**** Extracted information ****
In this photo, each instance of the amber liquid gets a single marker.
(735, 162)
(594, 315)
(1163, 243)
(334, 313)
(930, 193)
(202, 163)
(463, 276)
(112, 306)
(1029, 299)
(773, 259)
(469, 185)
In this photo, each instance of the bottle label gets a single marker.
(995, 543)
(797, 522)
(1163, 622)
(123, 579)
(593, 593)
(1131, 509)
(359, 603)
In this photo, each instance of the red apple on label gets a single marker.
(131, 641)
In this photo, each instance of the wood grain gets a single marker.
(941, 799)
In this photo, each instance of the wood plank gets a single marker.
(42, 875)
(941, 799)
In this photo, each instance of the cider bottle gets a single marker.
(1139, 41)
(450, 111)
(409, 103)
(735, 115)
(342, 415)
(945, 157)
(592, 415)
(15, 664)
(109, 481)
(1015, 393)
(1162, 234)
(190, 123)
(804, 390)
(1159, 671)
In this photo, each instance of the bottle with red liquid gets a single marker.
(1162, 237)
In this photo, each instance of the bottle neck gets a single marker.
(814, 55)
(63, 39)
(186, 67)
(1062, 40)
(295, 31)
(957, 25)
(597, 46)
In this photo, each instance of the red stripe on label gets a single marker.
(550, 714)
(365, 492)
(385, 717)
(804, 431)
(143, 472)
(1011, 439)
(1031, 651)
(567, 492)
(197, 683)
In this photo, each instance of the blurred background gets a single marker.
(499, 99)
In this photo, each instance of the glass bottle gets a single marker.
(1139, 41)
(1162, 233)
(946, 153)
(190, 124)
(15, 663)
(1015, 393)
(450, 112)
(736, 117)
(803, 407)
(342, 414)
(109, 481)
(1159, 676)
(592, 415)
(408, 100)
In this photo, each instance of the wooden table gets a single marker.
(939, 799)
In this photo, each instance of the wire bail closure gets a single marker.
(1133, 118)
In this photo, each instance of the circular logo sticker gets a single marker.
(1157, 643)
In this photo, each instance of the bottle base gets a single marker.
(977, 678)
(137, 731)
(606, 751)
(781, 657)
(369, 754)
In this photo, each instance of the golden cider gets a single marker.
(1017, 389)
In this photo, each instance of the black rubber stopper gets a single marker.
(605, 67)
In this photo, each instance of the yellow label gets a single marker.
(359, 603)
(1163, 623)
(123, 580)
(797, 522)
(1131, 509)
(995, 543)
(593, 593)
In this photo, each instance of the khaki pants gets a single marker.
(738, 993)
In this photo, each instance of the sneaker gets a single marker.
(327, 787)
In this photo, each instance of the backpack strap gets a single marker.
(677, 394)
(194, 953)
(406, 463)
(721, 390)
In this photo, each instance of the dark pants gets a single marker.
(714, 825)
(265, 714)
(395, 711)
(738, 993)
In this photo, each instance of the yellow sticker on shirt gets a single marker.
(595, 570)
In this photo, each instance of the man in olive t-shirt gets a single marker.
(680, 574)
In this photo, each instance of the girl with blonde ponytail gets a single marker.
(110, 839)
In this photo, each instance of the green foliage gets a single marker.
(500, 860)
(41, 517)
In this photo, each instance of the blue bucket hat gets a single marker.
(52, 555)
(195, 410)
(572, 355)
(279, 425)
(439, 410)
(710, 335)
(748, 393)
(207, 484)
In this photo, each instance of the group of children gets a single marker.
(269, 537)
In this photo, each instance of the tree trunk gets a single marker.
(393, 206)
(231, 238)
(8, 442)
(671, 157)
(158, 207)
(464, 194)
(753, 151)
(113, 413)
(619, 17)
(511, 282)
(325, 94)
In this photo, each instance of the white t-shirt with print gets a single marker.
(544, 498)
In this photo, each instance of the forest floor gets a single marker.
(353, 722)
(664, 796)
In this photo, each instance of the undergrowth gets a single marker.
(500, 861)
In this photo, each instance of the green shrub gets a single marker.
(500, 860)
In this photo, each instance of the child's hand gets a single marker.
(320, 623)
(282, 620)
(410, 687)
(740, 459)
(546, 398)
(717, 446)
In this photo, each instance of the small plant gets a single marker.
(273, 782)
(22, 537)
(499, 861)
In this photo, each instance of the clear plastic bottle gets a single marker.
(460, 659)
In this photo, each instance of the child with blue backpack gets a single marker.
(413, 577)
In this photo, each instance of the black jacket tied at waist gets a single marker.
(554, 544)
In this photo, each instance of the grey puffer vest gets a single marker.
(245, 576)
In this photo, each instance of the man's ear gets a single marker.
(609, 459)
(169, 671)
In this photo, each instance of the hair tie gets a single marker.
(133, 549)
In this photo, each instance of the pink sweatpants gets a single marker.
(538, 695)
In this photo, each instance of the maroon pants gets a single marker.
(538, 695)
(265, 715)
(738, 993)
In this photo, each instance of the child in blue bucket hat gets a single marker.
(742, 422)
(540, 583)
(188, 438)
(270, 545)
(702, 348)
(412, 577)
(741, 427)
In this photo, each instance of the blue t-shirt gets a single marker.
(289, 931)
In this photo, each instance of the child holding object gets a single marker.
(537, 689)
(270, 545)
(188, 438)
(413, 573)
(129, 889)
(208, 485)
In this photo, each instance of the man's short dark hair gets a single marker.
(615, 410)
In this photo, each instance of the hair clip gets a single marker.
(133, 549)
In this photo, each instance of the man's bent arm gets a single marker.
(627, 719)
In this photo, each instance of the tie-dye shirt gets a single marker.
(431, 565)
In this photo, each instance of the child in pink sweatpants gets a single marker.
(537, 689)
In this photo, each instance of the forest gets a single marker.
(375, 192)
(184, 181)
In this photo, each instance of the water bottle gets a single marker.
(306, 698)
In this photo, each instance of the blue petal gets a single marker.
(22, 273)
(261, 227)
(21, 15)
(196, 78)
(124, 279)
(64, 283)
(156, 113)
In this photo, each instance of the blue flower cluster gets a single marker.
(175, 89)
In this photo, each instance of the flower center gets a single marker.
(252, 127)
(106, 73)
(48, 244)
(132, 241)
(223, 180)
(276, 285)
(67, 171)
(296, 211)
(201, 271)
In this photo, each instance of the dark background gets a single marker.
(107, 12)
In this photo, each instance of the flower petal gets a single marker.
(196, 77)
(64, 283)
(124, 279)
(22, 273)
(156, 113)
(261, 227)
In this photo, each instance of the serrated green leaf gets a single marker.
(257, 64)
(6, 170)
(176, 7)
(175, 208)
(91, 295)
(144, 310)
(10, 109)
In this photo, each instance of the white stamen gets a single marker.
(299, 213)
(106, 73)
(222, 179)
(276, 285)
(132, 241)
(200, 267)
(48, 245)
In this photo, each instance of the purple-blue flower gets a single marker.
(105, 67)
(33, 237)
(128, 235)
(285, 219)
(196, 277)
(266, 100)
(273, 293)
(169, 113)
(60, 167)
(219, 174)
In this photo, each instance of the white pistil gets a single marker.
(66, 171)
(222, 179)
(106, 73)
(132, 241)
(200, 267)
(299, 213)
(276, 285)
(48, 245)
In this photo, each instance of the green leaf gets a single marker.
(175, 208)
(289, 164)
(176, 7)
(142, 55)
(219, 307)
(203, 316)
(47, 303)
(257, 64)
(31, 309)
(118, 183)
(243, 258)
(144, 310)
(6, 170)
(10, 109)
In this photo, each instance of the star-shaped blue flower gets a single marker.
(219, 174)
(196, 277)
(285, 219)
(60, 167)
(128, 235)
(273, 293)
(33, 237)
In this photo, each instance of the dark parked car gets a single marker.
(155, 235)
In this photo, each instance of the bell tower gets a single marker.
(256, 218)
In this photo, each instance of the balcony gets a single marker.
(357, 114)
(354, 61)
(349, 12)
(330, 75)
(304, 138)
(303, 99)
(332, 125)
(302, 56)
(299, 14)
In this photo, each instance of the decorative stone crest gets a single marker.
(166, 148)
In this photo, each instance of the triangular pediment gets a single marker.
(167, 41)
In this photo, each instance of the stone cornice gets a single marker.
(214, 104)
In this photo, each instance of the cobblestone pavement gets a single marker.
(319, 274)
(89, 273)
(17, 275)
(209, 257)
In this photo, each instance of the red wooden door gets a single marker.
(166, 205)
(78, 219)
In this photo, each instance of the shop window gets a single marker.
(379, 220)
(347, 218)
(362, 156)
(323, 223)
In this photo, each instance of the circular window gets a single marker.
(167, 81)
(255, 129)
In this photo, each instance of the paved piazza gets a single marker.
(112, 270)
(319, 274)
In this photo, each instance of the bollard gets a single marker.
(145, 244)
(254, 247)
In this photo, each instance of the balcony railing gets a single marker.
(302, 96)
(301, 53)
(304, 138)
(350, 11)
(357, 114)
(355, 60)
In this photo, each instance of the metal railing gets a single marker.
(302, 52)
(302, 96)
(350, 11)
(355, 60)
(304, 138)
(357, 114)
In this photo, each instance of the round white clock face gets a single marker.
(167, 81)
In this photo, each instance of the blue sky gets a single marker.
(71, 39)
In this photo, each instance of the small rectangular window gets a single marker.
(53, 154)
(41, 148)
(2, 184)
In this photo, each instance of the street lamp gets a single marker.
****
Aim of the task >> Extract, exactly as they appear, the lines from the one containing "In this photo, each instance of the triangular" through the final line.

Output for this exercise >>
In this photo, each instance of the triangular pediment gets a single marker.
(167, 41)
In this photo, each instance of the stone cornice gets a single marker.
(214, 104)
In this photo, each instance of the cobblestone pavement gets a single marker.
(319, 274)
(89, 273)
(17, 275)
(209, 257)
In this photo, each instance of the red wooden door gets a single marker.
(166, 205)
(78, 219)
In this photo, each instance of the shop window gets a single marker.
(379, 220)
(347, 218)
(362, 156)
(323, 223)
In this photo, each instance of the circular window gets a single marker.
(167, 81)
(255, 129)
In this photo, each instance of the paved piazza gets a single marker.
(112, 270)
(319, 274)
In this photo, each instance of the bollard gets a single marker.
(145, 244)
(254, 247)
In this photo, each instance of the balcony railing gets a single marker.
(302, 96)
(301, 53)
(304, 138)
(350, 11)
(357, 114)
(355, 60)
In this photo, each instance of the metal railing gets a single marker.
(302, 52)
(302, 96)
(350, 11)
(355, 60)
(304, 138)
(357, 114)
In this photo, each instance of the round white clock face gets a single marker.
(167, 81)
In this photo, each instance of the blue sky gets a single marker.
(71, 39)
In this photo, each instance of the small rectangular window gets a single marker.
(53, 154)
(41, 148)
(2, 184)
In this photo, each instance of the street lamp gets a single marker.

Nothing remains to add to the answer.